Set of tasks —
(1) Besides the index_codecs configuration, which codec does the pull request in the thread add?
(2) Collect every line of the listing that contains the string "sofa". Case counts.

Passage to read —

⟨

Adds index_codecs to the sharding codec #253

normanrz · 2023-07-19T18:37:16Z

This PR adds the index_codecs configuration to the sharding codec. It also adds the crc32c checksum bytes-to-bytes codec.

Index codecs have been proposed by @jbms: #152 (comment)
There is a prototype implementation in zarrita: https://github.com/scalableminds/zarrita/blob/codec-pipeline/zarrita/sharding.py#L507-L518

normanrz · 2023-07-19T18:45:57Z

@jbms @jstriebel Please take a look. If we decide to go with this, it would be good to merge this before we send ZEP2 to the ZIC.

docs/v3/codecs/sharding-indexed/v1.0.rst

jbms · 2023-07-19T18:47:44Z

Thanks! Looks good to me other than the comment I raised.

mkitti · 2023-07-22T00:11:02Z

I'm a bit confused how c.compute_encoded_size will work. To use this, I have to compute the byte size of the decoded representation? Is there some function to compute the size of the decoded representation?

Rather I think the input should just be n, the number of inner chunks. Perhaps there should also be a c.compute_decoded_size as well which also takes n as an input.

jbms · 2023-07-22T04:53:37Z

I'm a bit confused how c.compute_encoded_size will work. To use this, I have to compute the byte size of the decoded representation? Is there some function to compute the size of the decoded representation?

⟩

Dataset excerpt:
⟨

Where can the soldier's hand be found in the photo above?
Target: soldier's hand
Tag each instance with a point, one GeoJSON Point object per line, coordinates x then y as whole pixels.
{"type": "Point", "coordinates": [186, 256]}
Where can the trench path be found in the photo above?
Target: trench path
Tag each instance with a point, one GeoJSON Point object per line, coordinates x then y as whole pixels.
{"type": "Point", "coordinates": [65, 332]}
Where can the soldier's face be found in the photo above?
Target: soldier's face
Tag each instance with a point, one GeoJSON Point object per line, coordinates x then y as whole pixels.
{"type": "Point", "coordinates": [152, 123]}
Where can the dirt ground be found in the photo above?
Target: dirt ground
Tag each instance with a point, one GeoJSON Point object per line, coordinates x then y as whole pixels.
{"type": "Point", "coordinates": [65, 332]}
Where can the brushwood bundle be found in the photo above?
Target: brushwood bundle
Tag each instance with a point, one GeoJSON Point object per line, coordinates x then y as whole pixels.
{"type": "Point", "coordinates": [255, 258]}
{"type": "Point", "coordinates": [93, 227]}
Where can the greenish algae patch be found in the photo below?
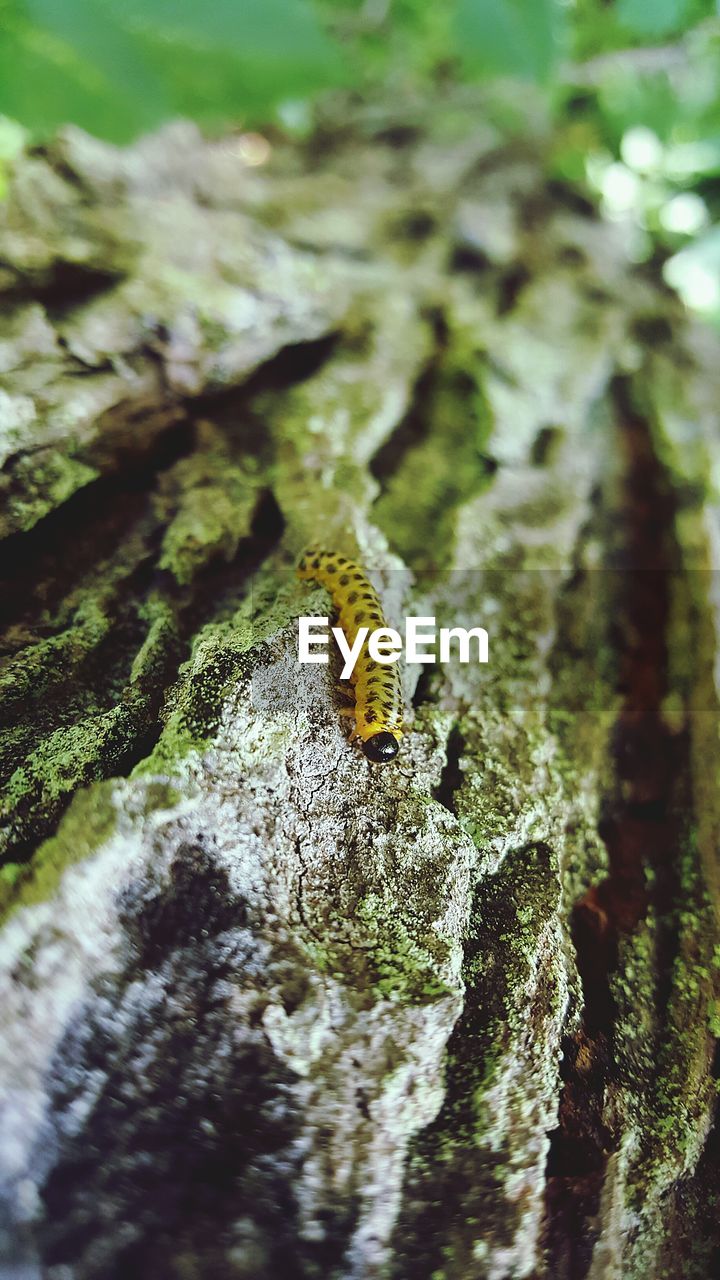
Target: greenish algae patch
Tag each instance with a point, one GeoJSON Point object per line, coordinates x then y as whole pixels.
{"type": "Point", "coordinates": [392, 961]}
{"type": "Point", "coordinates": [87, 824]}
{"type": "Point", "coordinates": [45, 479]}
{"type": "Point", "coordinates": [223, 653]}
{"type": "Point", "coordinates": [209, 501]}
{"type": "Point", "coordinates": [441, 469]}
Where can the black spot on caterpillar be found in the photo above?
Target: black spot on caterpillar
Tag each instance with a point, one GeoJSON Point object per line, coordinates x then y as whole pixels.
{"type": "Point", "coordinates": [378, 712]}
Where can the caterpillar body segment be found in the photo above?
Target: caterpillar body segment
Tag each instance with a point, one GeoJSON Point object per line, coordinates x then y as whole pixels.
{"type": "Point", "coordinates": [377, 688]}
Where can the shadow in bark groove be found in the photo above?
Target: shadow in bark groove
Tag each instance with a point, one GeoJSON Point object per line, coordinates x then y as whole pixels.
{"type": "Point", "coordinates": [641, 828]}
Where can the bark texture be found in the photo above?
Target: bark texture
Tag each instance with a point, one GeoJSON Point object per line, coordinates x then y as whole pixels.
{"type": "Point", "coordinates": [269, 1010]}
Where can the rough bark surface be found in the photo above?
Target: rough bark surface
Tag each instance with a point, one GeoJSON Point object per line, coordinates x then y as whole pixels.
{"type": "Point", "coordinates": [269, 1010]}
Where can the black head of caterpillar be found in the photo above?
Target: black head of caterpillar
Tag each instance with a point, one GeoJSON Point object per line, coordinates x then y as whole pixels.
{"type": "Point", "coordinates": [378, 700]}
{"type": "Point", "coordinates": [382, 748]}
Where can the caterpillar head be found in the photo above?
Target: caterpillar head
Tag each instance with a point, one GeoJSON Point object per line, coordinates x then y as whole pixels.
{"type": "Point", "coordinates": [381, 748]}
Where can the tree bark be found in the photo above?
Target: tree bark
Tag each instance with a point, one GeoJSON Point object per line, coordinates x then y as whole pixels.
{"type": "Point", "coordinates": [269, 1010]}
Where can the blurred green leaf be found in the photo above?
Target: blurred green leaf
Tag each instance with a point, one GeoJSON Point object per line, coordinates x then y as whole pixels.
{"type": "Point", "coordinates": [510, 37]}
{"type": "Point", "coordinates": [121, 69]}
{"type": "Point", "coordinates": [654, 18]}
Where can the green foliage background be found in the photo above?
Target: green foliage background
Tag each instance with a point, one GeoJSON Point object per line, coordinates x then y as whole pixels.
{"type": "Point", "coordinates": [605, 68]}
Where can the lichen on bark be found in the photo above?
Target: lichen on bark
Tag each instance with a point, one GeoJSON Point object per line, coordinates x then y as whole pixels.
{"type": "Point", "coordinates": [261, 1000]}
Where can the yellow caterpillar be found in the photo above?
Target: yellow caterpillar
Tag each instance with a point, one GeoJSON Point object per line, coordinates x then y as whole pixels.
{"type": "Point", "coordinates": [378, 691]}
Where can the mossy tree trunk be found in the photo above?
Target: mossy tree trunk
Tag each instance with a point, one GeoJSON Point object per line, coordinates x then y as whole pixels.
{"type": "Point", "coordinates": [269, 1010]}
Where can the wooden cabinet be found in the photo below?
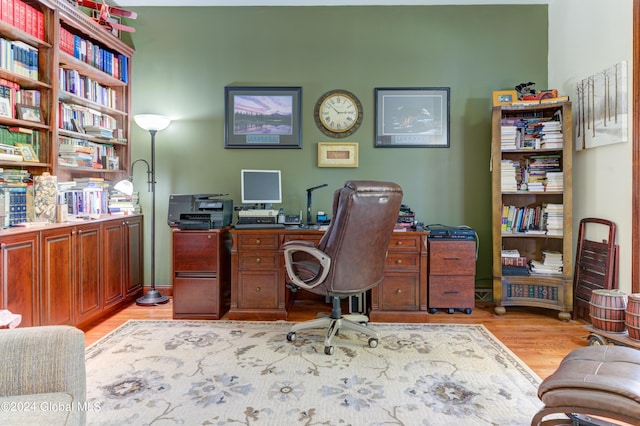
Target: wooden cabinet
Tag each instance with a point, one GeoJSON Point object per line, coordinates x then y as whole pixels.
{"type": "Point", "coordinates": [200, 271]}
{"type": "Point", "coordinates": [402, 295]}
{"type": "Point", "coordinates": [88, 272]}
{"type": "Point", "coordinates": [258, 290]}
{"type": "Point", "coordinates": [58, 274]}
{"type": "Point", "coordinates": [452, 273]}
{"type": "Point", "coordinates": [20, 276]}
{"type": "Point", "coordinates": [57, 283]}
{"type": "Point", "coordinates": [73, 52]}
{"type": "Point", "coordinates": [521, 161]}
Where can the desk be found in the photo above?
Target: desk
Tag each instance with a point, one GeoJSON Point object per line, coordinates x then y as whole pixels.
{"type": "Point", "coordinates": [258, 276]}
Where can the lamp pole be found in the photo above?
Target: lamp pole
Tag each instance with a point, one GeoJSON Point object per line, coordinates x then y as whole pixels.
{"type": "Point", "coordinates": [152, 123]}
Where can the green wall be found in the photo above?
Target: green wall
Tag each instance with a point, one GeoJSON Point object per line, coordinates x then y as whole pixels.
{"type": "Point", "coordinates": [185, 56]}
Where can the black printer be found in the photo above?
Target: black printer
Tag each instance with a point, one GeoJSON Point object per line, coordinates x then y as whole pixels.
{"type": "Point", "coordinates": [199, 211]}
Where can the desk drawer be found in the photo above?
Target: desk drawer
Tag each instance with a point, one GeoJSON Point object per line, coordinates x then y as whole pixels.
{"type": "Point", "coordinates": [402, 242]}
{"type": "Point", "coordinates": [258, 260]}
{"type": "Point", "coordinates": [453, 291]}
{"type": "Point", "coordinates": [257, 241]}
{"type": "Point", "coordinates": [402, 262]}
{"type": "Point", "coordinates": [452, 258]}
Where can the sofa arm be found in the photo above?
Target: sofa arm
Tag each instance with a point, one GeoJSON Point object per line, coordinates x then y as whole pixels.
{"type": "Point", "coordinates": [43, 360]}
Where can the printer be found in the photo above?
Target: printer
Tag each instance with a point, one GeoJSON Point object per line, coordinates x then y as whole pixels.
{"type": "Point", "coordinates": [199, 211]}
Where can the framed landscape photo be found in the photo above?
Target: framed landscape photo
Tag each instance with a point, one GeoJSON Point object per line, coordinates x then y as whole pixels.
{"type": "Point", "coordinates": [262, 117]}
{"type": "Point", "coordinates": [27, 152]}
{"type": "Point", "coordinates": [338, 154]}
{"type": "Point", "coordinates": [29, 113]}
{"type": "Point", "coordinates": [412, 117]}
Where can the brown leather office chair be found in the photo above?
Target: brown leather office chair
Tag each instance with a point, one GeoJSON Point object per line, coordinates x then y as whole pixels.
{"type": "Point", "coordinates": [350, 257]}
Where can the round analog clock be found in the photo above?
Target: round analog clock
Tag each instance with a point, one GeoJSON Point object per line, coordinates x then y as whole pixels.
{"type": "Point", "coordinates": [338, 113]}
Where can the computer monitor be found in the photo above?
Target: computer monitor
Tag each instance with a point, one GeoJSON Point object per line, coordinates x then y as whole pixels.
{"type": "Point", "coordinates": [261, 187]}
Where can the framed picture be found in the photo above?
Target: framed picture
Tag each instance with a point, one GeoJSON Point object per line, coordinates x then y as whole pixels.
{"type": "Point", "coordinates": [412, 117]}
{"type": "Point", "coordinates": [504, 97]}
{"type": "Point", "coordinates": [29, 113]}
{"type": "Point", "coordinates": [27, 152]}
{"type": "Point", "coordinates": [262, 117]}
{"type": "Point", "coordinates": [337, 154]}
{"type": "Point", "coordinates": [5, 107]}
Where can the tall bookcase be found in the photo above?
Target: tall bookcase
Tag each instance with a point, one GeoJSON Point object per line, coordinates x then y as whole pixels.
{"type": "Point", "coordinates": [80, 72]}
{"type": "Point", "coordinates": [531, 163]}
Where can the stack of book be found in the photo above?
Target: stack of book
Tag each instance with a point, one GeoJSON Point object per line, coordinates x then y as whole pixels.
{"type": "Point", "coordinates": [552, 135]}
{"type": "Point", "coordinates": [513, 263]}
{"type": "Point", "coordinates": [122, 204]}
{"type": "Point", "coordinates": [553, 218]}
{"type": "Point", "coordinates": [551, 264]}
{"type": "Point", "coordinates": [509, 171]}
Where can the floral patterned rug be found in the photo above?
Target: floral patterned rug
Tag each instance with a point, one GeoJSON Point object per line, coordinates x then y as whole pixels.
{"type": "Point", "coordinates": [247, 373]}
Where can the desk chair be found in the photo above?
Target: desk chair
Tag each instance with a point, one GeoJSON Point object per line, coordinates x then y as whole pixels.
{"type": "Point", "coordinates": [350, 257]}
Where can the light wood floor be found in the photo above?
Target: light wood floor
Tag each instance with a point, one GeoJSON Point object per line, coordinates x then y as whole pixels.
{"type": "Point", "coordinates": [536, 336]}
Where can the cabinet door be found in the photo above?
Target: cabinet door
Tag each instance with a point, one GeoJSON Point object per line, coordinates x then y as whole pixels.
{"type": "Point", "coordinates": [57, 277]}
{"type": "Point", "coordinates": [88, 272]}
{"type": "Point", "coordinates": [133, 248]}
{"type": "Point", "coordinates": [19, 277]}
{"type": "Point", "coordinates": [113, 266]}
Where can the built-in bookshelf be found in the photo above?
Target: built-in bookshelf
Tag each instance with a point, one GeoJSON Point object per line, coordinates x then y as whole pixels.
{"type": "Point", "coordinates": [64, 96]}
{"type": "Point", "coordinates": [532, 207]}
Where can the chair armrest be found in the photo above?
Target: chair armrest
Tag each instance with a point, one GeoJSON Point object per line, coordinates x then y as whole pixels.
{"type": "Point", "coordinates": [320, 266]}
{"type": "Point", "coordinates": [43, 360]}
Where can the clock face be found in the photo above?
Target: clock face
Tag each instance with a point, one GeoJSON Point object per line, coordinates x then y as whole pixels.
{"type": "Point", "coordinates": [338, 113]}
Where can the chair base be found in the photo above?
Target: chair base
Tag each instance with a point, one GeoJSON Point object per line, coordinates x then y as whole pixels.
{"type": "Point", "coordinates": [333, 325]}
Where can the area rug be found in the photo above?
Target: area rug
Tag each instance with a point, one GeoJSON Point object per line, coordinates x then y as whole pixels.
{"type": "Point", "coordinates": [247, 373]}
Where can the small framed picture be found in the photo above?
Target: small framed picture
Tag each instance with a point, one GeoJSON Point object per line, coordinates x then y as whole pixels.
{"type": "Point", "coordinates": [29, 113]}
{"type": "Point", "coordinates": [504, 97]}
{"type": "Point", "coordinates": [27, 152]}
{"type": "Point", "coordinates": [5, 107]}
{"type": "Point", "coordinates": [337, 154]}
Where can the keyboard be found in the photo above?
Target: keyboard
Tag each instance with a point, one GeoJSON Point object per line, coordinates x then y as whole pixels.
{"type": "Point", "coordinates": [259, 226]}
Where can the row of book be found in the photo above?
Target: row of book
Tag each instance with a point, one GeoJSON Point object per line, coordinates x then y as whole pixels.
{"type": "Point", "coordinates": [544, 219]}
{"type": "Point", "coordinates": [536, 173]}
{"type": "Point", "coordinates": [514, 264]}
{"type": "Point", "coordinates": [73, 152]}
{"type": "Point", "coordinates": [83, 119]}
{"type": "Point", "coordinates": [530, 133]}
{"type": "Point", "coordinates": [114, 64]}
{"type": "Point", "coordinates": [73, 82]}
{"type": "Point", "coordinates": [23, 16]}
{"type": "Point", "coordinates": [19, 58]}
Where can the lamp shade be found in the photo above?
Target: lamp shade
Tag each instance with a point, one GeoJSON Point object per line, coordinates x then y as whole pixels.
{"type": "Point", "coordinates": [125, 186]}
{"type": "Point", "coordinates": [152, 122]}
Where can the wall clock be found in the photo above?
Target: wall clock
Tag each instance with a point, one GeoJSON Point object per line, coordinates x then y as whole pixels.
{"type": "Point", "coordinates": [338, 113]}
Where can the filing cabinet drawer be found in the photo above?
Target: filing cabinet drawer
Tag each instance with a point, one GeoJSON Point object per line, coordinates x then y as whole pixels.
{"type": "Point", "coordinates": [258, 260]}
{"type": "Point", "coordinates": [402, 242]}
{"type": "Point", "coordinates": [401, 262]}
{"type": "Point", "coordinates": [451, 291]}
{"type": "Point", "coordinates": [258, 290]}
{"type": "Point", "coordinates": [257, 241]}
{"type": "Point", "coordinates": [399, 292]}
{"type": "Point", "coordinates": [195, 251]}
{"type": "Point", "coordinates": [452, 257]}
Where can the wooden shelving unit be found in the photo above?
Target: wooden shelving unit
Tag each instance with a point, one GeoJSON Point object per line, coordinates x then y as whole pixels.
{"type": "Point", "coordinates": [551, 291]}
{"type": "Point", "coordinates": [60, 17]}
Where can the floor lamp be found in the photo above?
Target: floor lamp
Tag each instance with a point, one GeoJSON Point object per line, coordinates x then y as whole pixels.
{"type": "Point", "coordinates": [152, 123]}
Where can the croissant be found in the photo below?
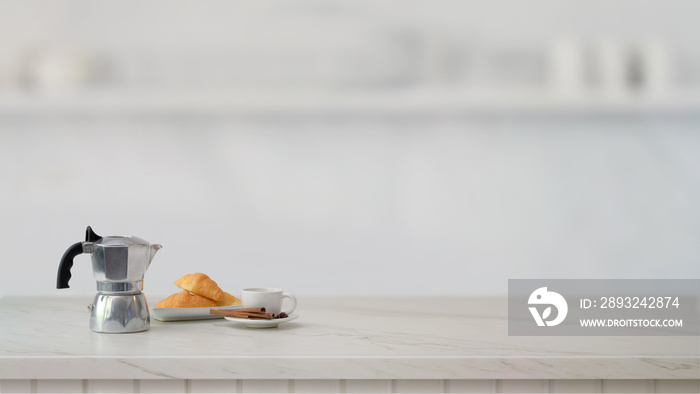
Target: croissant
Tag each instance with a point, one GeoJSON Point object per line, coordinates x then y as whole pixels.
{"type": "Point", "coordinates": [200, 284]}
{"type": "Point", "coordinates": [184, 299]}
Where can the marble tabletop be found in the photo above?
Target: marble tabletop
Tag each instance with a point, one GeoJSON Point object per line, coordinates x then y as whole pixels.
{"type": "Point", "coordinates": [333, 338]}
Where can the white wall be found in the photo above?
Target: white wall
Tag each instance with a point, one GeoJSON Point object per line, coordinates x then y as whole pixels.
{"type": "Point", "coordinates": [360, 206]}
{"type": "Point", "coordinates": [136, 119]}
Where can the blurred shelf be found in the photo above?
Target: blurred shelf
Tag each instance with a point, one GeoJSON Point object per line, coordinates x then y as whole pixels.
{"type": "Point", "coordinates": [275, 103]}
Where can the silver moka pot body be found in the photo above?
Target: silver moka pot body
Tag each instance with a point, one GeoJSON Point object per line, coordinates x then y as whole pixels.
{"type": "Point", "coordinates": [119, 264]}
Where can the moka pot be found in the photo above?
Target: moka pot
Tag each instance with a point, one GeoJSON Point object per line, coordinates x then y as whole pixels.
{"type": "Point", "coordinates": [119, 264]}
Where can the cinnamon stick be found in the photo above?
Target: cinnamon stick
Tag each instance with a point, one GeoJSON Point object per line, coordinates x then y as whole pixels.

⟩

Outputs by task —
(1) The crc32c checksum bytes-to-bytes codec.

(2)
Where can the sofa arm be found in the photo above?
Target: sofa arm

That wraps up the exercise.